** What the exercise asks **
The full set of entries below must be returned exactly as shown.
#### Data records ####
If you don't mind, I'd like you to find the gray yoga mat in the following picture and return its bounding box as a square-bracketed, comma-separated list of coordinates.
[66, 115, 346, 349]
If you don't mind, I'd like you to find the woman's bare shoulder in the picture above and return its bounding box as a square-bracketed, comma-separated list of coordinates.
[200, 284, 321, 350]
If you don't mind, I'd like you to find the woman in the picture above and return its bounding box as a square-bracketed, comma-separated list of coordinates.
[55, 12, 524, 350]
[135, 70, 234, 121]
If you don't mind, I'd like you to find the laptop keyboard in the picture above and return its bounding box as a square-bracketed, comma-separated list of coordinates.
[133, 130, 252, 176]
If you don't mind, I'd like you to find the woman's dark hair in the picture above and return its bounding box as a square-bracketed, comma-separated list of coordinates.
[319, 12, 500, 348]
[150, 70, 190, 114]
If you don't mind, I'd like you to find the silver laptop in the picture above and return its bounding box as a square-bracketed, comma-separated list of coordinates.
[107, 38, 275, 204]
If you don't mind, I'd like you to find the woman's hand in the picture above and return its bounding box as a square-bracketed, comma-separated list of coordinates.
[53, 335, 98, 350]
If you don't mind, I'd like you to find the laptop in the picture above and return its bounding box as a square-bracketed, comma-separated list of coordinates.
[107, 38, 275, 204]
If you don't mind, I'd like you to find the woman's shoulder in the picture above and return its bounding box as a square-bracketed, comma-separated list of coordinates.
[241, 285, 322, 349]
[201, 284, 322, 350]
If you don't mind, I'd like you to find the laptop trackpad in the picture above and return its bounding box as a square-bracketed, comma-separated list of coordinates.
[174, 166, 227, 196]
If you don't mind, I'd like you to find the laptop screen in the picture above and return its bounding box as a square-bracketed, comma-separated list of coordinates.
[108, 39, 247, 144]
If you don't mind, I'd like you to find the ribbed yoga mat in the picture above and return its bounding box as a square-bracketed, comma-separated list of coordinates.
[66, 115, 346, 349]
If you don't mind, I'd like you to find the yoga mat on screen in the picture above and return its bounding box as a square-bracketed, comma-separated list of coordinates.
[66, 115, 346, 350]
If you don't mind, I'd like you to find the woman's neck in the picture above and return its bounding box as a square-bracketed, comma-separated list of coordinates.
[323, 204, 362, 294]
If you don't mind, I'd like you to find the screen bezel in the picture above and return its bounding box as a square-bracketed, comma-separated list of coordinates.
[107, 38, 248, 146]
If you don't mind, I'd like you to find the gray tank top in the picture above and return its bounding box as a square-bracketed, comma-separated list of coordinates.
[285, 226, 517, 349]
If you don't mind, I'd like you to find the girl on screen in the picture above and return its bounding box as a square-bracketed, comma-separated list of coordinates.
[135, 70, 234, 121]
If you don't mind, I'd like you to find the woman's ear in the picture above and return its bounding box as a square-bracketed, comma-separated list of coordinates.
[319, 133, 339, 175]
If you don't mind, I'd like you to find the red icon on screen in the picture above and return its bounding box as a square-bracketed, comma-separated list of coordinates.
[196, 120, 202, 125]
####
** Task answer **
If you don't mind, I'd like you to find the gray yoga mat in the following picture and return its bounding box as a square-bracketed, comma-separated list of coordinates.
[66, 115, 346, 349]
If you don't mind, I'd like you to find the woman's bare shoulder in the picture above and return its bounding box as a square-bracketed, comma-separated list of coordinates.
[200, 284, 321, 350]
If you don't mind, I'd like you to find the woman in the picture above and return its bounding box as a square-bracketed, comma-separated list of coordinates.
[55, 12, 524, 350]
[135, 70, 234, 121]
If you don't mind, I'd like you to find the laptop keyboard in the picture above and return its bounding box as a square-bracketed, comma-separated list of coordinates.
[133, 130, 252, 176]
If you don't mind, I'd like you to find the woman's dark hair in the picture above and return its bounding box as a square-bracketed, comma-separated list of coordinates.
[319, 12, 500, 348]
[150, 70, 190, 114]
If you don't mind, I'd like you to find the silver laptop in the picture above and return its bounding box as a square-bracketed, comma-separated list of coordinates.
[107, 38, 275, 204]
If you don't mind, I'd like you to find the woman's hand in the picture above and return its bounding box as a square-bracketed, comma-separated list of coordinates.
[53, 335, 98, 350]
If you don't mind, I'd like you to find the laptop in the picture above and return its bounding box as a square-bracketed, comma-separated list of coordinates.
[107, 38, 275, 204]
If you don't mind, I'd like you to find the woman's shoulder in the picture above and return its bounding box as a square-bracketed, comma-separated list of coordinates.
[241, 285, 322, 349]
[201, 284, 322, 350]
If you don't mind, I'd like you to find the laptop trackpad in the picture above and return its bounding box as a square-bracketed, comma-separated list of coordinates.
[174, 166, 227, 196]
If you don't mind, I'd like you to find the laptop screen in the picture above and return its bounding box as a square-bracketed, comma-separated list of coordinates.
[108, 39, 247, 144]
If you don't mind, I'd like you to find the ribbed yoga mat in the picture above and return its bounding box as a square-bracketed, comma-separated list of coordinates.
[66, 115, 346, 349]
If you don't mind, I'd like you to find the yoga mat on screen in the picture above and return its bounding box as a square-bracketed, comma-separated list of coordinates.
[66, 115, 346, 350]
If you don't mind, I'd like you to find the woman's neck in the picture above and return its bounding box as a square-bracketed, comma-separated list of coordinates.
[323, 204, 362, 294]
If you don't mind, I'd like you to find the screen bezel in the picture above and return its bounding box as a square-bracketed, comma-separated list of coordinates.
[107, 38, 248, 146]
If you don't mind, I'd like you to find the gray tank top in the picture above and return its bounding box as a square-bracketed, comma-separated list of coordinates.
[285, 226, 517, 349]
If you don't mind, I'd like you to find the girl on screen in the picture above and return its bounding box as a square-bracketed, comma-separated list of coordinates.
[135, 70, 234, 121]
If you don't mind, I'd like you to find the woman's ear in the picture above and return its bounding box as a square-bracketed, comma-separated list of coordinates.
[319, 133, 339, 175]
If you don't mind, I'd like you to find the red icon on screen in the picture above and return its bounding box as a square-bracketed, comma-separated list of coordinates.
[196, 120, 202, 125]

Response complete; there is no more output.